AIM OF THE TASK
In the excerpt below, turn the paragraph that begins "Students who engage in serious misconduct" into a short bulleted list that keeps its main points.

EXCERPT
━━━━━━━━━━━━━━━━━━━━━━━━━━━━━━

Students who engage in serious misconduct, or repeated disruptive conduct will be “counseled out.” But private schools are generally small, closed communities, which creates a high level of trust and allows routine misunderstandings and disputes to be resolved reasonably. Also, there are strong disincentives to “going nuclear” for both the school and the parents. The schools obviously stand to lose revenue, but the parents also stand to lose their monetary and social investment into the school.
Well, my kid screwed up!
She took a multitool to school. It has a knife blade.
I'm sure every student will go home and tell their parents that someone had a knife at school. Which is true, and only part of the story.
I am glad she is at a private school, where she was only suspended for the day, vs at a public school with an onduty police officer, where she would have been formally charged and entered into the 'system' (a discussion for another time, but this is one problem I have with SRO and the criminalizing of students for minor offenses and how that leads the schools into a pipeline to prisons).
Suspended for the day; sure I guess that’s “reasonable.”
Personally, my wife and I are glad to have homeschooled our kids.
> In the late 1990s, SRO presence on campuses again increased after the Department of Justice created a $750 million grant program, Cops in School, to hire over 6,500 SROs.
Alternatively, as was the case at my private high school, the small, closed community creates a high level of trust and allows truly awful behavior to be papered over and worked around, because that can line up with the incentives of the community.
Or you could be at an elite private high school, rightly upset about aspects of it, but aware that something which strikes a 14 year old as a pointless abuse of power might actually be the grit for which penicillin and the structure of DNA are the pearls, and desperately hoping that the pervasive homophobia falls in the former category.

━━━━━━━━━━━━━━━━━━━━━━━━━━━━━━

DATA EXTRACT
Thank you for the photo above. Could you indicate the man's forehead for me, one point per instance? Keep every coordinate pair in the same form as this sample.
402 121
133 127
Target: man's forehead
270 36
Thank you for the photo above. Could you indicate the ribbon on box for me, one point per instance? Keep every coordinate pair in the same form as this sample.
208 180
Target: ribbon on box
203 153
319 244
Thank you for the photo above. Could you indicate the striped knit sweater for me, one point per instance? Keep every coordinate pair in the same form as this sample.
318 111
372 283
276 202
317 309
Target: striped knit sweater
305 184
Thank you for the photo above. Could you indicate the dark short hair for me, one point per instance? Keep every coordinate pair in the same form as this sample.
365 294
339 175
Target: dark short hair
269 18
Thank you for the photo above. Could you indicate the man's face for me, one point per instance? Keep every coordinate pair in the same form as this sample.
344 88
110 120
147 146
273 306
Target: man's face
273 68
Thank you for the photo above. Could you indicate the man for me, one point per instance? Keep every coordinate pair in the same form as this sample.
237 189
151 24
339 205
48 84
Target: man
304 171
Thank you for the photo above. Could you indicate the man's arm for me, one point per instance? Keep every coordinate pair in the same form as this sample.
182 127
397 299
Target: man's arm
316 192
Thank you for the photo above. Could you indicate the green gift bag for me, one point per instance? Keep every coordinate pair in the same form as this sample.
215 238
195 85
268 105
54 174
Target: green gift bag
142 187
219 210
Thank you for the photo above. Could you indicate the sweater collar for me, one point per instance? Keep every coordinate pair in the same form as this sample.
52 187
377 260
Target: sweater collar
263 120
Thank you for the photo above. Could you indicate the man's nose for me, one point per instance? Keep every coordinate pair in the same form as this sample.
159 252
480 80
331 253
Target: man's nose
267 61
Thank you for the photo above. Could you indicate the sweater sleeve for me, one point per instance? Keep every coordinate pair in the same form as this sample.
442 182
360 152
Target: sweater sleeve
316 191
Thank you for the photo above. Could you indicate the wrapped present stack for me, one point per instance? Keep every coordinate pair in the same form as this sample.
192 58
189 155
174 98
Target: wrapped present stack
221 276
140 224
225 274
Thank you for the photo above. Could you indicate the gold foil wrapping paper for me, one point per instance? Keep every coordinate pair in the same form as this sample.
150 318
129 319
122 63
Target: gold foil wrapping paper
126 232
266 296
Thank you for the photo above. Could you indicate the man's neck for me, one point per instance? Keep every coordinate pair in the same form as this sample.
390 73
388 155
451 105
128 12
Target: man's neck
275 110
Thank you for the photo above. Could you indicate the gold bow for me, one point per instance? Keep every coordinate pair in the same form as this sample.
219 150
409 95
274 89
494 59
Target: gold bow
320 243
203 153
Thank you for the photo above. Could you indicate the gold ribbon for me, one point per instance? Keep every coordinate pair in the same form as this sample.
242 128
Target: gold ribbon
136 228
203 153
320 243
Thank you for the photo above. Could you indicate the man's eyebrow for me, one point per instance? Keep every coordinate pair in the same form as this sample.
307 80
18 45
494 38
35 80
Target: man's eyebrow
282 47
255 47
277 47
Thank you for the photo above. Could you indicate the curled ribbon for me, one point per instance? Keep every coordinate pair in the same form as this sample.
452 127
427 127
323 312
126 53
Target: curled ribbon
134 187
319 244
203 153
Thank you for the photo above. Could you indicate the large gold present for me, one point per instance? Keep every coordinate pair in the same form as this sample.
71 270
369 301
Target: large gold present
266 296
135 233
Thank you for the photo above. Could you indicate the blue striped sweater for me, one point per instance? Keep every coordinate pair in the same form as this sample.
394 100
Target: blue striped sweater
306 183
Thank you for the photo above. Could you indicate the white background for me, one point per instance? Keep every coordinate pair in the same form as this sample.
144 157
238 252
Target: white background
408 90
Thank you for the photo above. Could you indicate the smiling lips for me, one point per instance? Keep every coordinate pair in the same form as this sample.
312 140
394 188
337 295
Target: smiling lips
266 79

━━━━━━━━━━━━━━━━━━━━━━━━━━━━━━

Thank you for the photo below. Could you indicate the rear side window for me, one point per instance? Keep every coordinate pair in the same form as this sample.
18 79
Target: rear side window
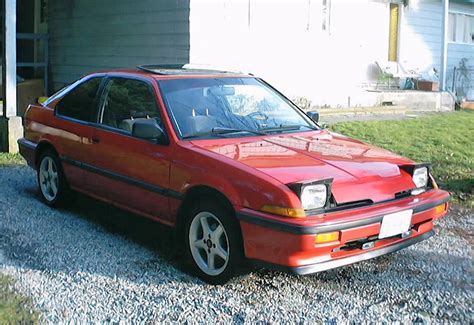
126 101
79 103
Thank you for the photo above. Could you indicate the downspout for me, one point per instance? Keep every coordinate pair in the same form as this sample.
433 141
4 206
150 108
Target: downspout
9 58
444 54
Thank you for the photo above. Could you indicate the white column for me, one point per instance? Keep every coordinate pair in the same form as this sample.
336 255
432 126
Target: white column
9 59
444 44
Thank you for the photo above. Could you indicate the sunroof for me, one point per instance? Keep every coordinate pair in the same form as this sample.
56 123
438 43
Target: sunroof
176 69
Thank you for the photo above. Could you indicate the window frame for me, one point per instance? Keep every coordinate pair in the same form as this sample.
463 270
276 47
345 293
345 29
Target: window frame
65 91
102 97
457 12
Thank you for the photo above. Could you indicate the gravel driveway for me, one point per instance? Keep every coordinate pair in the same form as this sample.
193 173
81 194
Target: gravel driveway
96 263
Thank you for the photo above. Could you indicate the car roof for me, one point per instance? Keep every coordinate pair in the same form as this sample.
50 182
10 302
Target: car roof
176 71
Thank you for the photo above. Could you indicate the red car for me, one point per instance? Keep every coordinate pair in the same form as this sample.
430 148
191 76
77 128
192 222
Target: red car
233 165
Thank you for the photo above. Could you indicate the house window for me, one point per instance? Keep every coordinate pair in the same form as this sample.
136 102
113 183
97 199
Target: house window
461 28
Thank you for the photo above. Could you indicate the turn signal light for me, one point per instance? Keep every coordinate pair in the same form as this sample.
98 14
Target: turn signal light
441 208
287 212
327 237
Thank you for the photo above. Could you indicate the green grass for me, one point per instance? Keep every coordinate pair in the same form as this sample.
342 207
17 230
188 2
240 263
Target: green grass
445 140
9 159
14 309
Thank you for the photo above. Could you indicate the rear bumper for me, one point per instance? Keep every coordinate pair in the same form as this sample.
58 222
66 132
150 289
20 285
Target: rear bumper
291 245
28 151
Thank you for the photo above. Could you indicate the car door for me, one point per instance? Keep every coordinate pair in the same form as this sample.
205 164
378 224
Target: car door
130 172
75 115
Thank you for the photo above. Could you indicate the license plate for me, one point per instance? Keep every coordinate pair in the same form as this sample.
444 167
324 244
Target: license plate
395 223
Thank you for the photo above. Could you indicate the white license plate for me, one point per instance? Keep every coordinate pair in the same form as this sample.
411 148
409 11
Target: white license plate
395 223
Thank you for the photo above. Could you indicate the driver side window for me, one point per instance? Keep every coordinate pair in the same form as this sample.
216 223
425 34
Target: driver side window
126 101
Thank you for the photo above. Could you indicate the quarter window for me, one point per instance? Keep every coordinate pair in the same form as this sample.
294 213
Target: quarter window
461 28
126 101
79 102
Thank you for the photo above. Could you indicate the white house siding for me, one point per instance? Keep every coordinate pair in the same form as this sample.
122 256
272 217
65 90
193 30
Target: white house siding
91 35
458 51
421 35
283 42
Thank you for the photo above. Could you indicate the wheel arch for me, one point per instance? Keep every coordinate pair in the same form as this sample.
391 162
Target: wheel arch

━━━━━━━━━━━━━━━━━━━━━━━━━━━━━━

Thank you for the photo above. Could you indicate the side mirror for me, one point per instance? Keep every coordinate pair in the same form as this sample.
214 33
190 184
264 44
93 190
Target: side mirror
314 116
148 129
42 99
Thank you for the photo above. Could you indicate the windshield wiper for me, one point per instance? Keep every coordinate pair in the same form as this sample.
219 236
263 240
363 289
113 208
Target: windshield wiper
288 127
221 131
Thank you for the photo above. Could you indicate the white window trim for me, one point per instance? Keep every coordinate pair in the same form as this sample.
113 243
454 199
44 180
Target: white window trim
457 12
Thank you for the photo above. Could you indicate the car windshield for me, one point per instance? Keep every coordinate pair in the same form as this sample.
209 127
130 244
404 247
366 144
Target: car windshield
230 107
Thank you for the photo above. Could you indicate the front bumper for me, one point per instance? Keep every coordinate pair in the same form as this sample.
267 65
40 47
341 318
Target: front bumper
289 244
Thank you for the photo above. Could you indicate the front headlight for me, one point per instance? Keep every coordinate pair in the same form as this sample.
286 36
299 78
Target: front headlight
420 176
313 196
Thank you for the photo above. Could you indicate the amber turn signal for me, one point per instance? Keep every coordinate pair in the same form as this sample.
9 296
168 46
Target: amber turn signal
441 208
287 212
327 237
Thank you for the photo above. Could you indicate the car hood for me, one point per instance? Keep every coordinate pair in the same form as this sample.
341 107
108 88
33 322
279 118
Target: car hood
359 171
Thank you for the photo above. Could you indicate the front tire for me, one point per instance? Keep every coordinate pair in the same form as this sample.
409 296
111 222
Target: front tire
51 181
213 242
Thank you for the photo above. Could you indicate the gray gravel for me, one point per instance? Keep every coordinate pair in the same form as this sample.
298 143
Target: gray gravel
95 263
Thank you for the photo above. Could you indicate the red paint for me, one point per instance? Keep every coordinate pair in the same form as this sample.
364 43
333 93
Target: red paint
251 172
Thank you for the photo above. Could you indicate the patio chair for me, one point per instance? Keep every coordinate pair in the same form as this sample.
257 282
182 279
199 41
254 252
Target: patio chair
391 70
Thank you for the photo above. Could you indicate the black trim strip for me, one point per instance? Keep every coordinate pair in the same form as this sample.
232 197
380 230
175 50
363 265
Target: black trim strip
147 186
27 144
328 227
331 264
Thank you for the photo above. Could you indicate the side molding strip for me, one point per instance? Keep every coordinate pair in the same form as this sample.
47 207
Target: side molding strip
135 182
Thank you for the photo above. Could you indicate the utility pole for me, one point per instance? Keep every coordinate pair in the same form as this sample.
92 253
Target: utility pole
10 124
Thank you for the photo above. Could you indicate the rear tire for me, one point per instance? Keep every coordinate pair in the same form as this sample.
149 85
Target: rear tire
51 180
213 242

━━━━━━━━━━━━━━━━━━━━━━━━━━━━━━

OUTPUT
- Students who commit serious misconduct or repeated disruptive conduct are "counseled out."
- Private schools are generally small, closed communities. That creates a high level of trust, so routine misunderstandings and disputes get resolved reasonably.
- Both sides have strong reasons not to "go nuclear":
  - The school would lose revenue.
  - Parents would lose their monetary and social investment in the school.